Tasks for this exercise:
- 1) Which parts of the loudspeaker from JP-A-59-138 199 does the loudspeaker prior-art passage say are covered with a synthetic resin layer? List every one.
- 2) Can you write the next part of the loudspeaker prior-art passage, picking up right after its final sentence?

Document segment:
* BEGIN *
Such a loudspeaker is generally known.
E.g. from JP-A-59-138 199 an electro dynamic loudspeaker is known, in which all faces of exposed parts of the diaphragm, the preferable support section, a coil bobbin, the voice coil and adhesive of the coupling section are covered with a synthetic resin layer. In connection with this prior art technique it should be noted that in this prior art loudspeaker also parts not subjected to high temperatures are coated. Such coating only contributes to the weight of the movable structure, affecting the sensitivity of the loudspeaker.
From U.S. Pat. No. 3,935,402 a loudspeaker voice coil arrangement is known in which the aluminum voice coil wire is provided with a flexible anodized coating. Anodization does generally not provide a sufficient insulating value and is susceptible to damage during the winding of the voice coil.
* END *
Supplied material:
* BEGIN *
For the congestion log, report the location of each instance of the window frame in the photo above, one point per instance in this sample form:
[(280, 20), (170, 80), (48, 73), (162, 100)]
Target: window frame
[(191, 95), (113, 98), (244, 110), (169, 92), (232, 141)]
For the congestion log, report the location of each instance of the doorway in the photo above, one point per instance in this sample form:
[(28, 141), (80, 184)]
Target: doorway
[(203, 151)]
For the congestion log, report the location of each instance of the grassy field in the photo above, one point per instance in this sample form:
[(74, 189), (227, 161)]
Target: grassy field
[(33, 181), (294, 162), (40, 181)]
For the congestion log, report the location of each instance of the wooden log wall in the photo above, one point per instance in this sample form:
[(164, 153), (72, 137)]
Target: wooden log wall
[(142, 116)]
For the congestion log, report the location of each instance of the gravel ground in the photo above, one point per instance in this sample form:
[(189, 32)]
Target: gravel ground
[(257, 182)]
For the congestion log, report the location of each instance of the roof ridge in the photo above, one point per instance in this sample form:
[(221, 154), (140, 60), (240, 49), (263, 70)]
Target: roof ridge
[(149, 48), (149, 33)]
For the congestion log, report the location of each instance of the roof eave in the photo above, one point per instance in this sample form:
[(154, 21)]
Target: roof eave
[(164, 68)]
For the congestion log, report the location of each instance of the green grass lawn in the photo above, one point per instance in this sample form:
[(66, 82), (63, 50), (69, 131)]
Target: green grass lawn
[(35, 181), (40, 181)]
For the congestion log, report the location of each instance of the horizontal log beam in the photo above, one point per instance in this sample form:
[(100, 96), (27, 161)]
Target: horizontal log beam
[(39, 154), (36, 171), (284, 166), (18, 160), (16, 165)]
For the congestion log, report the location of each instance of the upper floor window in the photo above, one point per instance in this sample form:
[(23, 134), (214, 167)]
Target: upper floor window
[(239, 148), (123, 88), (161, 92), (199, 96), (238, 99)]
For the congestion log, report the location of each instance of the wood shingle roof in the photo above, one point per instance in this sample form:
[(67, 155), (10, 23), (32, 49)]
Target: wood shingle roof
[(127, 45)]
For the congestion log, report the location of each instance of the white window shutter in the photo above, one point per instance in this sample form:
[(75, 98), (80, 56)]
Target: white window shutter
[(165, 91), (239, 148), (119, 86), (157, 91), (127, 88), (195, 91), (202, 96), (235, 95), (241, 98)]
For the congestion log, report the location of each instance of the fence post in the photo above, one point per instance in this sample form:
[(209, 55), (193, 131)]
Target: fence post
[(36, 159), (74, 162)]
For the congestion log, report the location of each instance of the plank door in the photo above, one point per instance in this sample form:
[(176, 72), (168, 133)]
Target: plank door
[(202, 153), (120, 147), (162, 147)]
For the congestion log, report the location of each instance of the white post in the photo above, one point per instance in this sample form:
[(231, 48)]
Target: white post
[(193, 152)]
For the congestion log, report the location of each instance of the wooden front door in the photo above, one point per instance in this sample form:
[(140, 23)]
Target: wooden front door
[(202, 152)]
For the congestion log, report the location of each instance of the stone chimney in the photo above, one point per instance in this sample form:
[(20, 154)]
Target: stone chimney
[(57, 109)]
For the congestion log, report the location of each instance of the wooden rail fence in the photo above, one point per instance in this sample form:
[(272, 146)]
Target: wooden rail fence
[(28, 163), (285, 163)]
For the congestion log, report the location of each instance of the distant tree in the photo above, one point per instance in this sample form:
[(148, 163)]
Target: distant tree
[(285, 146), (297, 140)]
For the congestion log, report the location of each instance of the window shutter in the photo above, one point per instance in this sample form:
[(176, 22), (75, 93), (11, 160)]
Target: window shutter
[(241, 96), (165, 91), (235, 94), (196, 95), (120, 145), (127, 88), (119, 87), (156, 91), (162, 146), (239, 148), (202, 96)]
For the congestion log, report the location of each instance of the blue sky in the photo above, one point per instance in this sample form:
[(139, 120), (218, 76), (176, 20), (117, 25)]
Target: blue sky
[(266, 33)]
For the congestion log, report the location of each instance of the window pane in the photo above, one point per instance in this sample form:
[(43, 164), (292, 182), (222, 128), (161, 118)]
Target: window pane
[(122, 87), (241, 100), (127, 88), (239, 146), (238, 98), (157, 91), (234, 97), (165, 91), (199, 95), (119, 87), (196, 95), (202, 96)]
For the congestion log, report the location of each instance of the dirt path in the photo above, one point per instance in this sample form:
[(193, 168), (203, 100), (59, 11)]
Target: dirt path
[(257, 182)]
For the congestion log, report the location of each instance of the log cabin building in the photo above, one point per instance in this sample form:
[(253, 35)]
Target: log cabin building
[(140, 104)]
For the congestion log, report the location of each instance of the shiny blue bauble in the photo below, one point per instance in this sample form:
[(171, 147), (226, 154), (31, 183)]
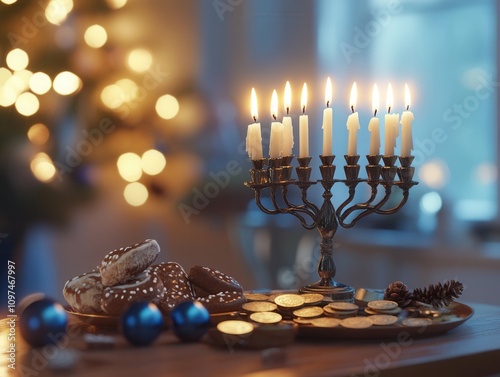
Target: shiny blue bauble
[(43, 322), (141, 323), (190, 321)]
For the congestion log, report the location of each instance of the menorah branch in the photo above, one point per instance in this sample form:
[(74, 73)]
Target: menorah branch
[(277, 179)]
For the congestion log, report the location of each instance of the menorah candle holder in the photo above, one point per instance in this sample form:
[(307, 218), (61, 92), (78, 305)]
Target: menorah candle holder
[(274, 176)]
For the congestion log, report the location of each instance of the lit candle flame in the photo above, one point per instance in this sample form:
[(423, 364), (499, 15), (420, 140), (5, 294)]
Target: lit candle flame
[(288, 97), (354, 96), (274, 105), (390, 98), (328, 92), (407, 97), (253, 105), (303, 98), (375, 100)]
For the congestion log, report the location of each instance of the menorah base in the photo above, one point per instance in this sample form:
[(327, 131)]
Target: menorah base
[(336, 291)]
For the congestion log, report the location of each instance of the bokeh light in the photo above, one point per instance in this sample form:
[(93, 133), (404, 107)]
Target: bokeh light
[(95, 36), (42, 167), (17, 59), (434, 174), (153, 162), (40, 83), (57, 11), (167, 106), (129, 166), (66, 83), (135, 194), (139, 60), (38, 134), (112, 96), (27, 104), (116, 4), (129, 88)]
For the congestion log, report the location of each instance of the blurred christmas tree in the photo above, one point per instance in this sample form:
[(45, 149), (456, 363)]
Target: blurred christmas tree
[(82, 90)]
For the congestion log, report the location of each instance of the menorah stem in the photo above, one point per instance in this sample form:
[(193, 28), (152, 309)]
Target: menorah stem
[(327, 225)]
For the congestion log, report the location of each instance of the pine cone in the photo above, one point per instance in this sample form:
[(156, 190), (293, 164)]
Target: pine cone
[(438, 294), (398, 292)]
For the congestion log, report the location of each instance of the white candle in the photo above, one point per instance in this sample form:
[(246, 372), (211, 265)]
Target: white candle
[(254, 136), (353, 124), (327, 120), (303, 125), (374, 125), (391, 124), (276, 141), (406, 120), (287, 123)]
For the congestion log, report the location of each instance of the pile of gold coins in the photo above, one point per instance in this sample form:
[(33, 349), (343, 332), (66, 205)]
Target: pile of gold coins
[(313, 309)]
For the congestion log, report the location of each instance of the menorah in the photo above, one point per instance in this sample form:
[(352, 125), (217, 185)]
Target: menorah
[(275, 176)]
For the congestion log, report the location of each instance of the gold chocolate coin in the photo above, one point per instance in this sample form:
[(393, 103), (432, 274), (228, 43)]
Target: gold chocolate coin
[(308, 312), (383, 319), (302, 321), (340, 305), (289, 300), (312, 298), (325, 322), (339, 313), (388, 311), (266, 317), (356, 322), (382, 304), (417, 322), (256, 297), (259, 306), (235, 327)]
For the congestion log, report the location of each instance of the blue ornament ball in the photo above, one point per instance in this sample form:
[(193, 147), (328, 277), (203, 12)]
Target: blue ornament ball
[(141, 323), (43, 322), (190, 321)]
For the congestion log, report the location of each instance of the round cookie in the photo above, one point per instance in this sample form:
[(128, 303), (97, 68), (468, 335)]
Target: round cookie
[(211, 281), (123, 264), (144, 287), (83, 293), (221, 302), (176, 286)]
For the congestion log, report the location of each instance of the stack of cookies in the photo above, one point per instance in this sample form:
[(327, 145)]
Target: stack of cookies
[(128, 275)]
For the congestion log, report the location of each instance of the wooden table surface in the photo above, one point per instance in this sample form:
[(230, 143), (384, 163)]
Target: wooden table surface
[(472, 349)]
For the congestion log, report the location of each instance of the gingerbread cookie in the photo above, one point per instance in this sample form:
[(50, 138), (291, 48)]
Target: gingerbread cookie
[(145, 287), (176, 286), (123, 264), (223, 301), (208, 281), (83, 293)]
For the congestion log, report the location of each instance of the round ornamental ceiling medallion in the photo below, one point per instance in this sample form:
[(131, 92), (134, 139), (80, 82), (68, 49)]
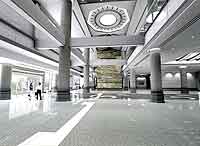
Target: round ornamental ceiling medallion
[(108, 18)]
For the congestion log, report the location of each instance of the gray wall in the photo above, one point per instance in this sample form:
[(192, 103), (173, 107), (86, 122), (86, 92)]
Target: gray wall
[(172, 80)]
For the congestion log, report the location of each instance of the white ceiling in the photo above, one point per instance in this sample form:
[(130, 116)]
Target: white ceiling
[(128, 5)]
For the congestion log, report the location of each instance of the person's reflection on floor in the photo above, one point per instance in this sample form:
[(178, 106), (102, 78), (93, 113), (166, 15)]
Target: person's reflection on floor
[(39, 91)]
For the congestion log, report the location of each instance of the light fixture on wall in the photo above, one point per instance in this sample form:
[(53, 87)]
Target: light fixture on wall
[(182, 66), (169, 75)]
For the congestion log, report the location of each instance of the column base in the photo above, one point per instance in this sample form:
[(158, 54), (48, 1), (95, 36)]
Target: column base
[(86, 90), (132, 90), (157, 96), (5, 95), (63, 96)]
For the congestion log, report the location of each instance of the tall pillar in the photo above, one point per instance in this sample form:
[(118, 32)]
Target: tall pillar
[(156, 77), (86, 70), (5, 81), (125, 81), (63, 91), (132, 81), (184, 88)]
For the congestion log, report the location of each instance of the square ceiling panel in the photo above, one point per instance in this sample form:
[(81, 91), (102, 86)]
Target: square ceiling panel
[(121, 10)]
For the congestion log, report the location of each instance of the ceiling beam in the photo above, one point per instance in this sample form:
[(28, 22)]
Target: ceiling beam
* END *
Expected answers:
- 1)
- All faces of exposed parts of the diaphragm
- The preferable support section
- A coil bobbin
- The voice coil
- Adhesive of the coupling section

- 2)
EP-A-0 112 559 discloses a loudspeaker having a cilindrical voice coil specifically adapted for automatic production. The flexible feed terminals are designed as flat strip conductors connected with a synthetic resin support strip. The exposed faces of the conductor strips are covered with a polyimide-coating foil. The voice coil is manufactured according to general prior art standards.
U.S. Pat. No. 4,479,035 discloses a loudspeaker assembly having a voice coil bobbin formed out of a high temperature ceramic material. The helical transducer windings are formed of a molybdenum-mangane metallization. Specifically under high temperature conditions these windings may be susceptible to oxidation or, in general, corrosion.
It is a purpose of the invention to provide a loudspeaker, in which the conductor, generally consisting of aluminum, is not susceptible to oxidation and corrosion, not even at the highly increased temperatures that can occur in a loudspeaker. It is furthermore a purpose of the invention to design the loudspeaker in a way such that the sensitivity of the loudspeaker is not to any substantial degree decreased, due to the fact that the mass added by the protected measures to the movable parts, is negligible.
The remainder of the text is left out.